- What is needed -
For the word "daisy", count the lines of the data that include it and give only the total.

- Data under study -
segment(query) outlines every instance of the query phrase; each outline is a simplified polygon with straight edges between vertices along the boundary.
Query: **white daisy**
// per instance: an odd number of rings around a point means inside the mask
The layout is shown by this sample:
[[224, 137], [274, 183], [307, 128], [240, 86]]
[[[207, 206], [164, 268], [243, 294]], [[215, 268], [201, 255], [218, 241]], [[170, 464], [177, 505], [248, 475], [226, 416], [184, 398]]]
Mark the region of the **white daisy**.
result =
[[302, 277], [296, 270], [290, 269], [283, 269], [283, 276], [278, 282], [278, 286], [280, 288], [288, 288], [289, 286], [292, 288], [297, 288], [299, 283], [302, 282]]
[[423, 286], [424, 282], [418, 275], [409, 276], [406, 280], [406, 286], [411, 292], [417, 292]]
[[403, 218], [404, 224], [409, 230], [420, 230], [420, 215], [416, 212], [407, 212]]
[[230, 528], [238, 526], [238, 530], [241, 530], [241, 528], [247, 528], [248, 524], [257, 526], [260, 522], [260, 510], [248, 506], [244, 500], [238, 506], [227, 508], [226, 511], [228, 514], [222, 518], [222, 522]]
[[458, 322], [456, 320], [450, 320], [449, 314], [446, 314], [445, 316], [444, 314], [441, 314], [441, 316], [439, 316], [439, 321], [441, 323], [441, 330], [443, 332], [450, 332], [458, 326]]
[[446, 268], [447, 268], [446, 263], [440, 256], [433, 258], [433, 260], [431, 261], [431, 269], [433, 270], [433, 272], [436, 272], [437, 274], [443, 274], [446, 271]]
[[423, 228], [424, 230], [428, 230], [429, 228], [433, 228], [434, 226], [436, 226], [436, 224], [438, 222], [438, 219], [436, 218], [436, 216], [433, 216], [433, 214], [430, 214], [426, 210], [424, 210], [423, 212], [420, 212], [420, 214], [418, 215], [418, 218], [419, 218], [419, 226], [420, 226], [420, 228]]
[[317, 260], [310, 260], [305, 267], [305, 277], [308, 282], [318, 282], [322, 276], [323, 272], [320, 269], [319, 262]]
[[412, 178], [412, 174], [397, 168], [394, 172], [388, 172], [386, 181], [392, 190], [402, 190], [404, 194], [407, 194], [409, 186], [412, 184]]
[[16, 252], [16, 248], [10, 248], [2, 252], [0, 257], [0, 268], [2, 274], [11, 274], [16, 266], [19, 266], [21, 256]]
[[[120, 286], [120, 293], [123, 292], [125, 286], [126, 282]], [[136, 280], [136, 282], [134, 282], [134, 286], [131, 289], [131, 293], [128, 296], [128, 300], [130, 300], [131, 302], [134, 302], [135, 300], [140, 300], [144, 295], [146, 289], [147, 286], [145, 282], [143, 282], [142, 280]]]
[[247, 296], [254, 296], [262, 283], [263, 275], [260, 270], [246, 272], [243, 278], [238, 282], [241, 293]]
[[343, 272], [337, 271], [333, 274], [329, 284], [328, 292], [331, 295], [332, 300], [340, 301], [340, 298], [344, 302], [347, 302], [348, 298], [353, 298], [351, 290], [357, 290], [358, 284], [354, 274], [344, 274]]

- Task result -
2